── Dataset rows

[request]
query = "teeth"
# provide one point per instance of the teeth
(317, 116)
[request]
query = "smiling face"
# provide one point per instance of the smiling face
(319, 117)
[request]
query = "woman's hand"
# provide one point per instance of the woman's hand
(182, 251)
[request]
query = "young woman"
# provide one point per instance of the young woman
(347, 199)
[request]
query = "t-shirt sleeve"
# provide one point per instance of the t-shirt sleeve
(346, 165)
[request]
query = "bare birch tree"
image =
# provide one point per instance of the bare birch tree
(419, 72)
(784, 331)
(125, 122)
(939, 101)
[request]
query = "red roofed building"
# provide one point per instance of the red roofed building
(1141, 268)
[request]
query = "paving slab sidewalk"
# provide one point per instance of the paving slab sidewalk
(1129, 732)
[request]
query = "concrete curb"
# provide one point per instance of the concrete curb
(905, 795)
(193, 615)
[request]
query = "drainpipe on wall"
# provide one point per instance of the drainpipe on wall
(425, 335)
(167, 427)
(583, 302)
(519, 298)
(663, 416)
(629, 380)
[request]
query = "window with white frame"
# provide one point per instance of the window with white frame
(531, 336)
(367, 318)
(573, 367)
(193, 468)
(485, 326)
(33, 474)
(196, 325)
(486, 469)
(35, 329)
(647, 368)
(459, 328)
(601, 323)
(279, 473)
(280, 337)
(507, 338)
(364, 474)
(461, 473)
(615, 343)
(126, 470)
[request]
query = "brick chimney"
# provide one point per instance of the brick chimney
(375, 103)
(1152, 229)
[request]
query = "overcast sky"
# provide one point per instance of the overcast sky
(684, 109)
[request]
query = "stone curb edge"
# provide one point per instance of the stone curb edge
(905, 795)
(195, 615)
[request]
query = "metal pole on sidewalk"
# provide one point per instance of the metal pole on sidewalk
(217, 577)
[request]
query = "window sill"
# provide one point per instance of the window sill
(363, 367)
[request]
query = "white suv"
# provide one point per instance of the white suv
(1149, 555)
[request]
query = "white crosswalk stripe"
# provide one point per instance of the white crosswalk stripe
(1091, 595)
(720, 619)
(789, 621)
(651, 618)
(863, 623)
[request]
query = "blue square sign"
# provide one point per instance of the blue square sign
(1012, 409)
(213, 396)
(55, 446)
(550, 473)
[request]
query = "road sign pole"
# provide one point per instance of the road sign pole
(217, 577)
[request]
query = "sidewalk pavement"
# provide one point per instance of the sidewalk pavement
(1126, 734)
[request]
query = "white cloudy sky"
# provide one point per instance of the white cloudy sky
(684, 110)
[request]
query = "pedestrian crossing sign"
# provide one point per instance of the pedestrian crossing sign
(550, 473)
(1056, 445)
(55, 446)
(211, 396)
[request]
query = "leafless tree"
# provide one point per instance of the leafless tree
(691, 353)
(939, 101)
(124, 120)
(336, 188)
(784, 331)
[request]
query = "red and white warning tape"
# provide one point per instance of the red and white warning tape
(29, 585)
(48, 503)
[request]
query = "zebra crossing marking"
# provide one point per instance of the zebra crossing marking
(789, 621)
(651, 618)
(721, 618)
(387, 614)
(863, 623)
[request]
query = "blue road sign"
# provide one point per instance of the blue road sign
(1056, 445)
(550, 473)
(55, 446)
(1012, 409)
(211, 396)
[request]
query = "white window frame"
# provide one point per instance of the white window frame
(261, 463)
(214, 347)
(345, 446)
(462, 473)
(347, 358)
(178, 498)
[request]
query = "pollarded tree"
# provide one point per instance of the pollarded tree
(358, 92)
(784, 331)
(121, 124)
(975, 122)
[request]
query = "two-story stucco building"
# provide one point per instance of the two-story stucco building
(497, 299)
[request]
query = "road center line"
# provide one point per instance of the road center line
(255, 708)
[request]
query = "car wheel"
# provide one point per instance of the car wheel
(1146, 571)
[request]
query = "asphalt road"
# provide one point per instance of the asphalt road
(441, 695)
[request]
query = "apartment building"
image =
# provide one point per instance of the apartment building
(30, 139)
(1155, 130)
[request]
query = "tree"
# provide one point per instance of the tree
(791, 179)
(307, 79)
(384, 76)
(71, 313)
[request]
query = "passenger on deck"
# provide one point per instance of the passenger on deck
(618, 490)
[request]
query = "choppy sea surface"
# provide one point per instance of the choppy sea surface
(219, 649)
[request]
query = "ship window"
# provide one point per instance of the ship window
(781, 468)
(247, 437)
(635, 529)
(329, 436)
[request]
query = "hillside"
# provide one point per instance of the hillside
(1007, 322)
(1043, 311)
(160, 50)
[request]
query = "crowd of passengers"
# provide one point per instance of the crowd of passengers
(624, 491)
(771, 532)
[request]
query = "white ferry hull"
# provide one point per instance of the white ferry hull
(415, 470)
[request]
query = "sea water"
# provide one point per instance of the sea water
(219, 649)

────

Goal of the exercise |
Locate every line in the records above that contains the string "crossing", and copy each of those lines.

Worked answer |
query = "pedestrian crossing sign"
# provide one point per instance of the pedestrian crossing sign
query = "zebra crossing marking"
# provide one point per instance of the zebra crossing marking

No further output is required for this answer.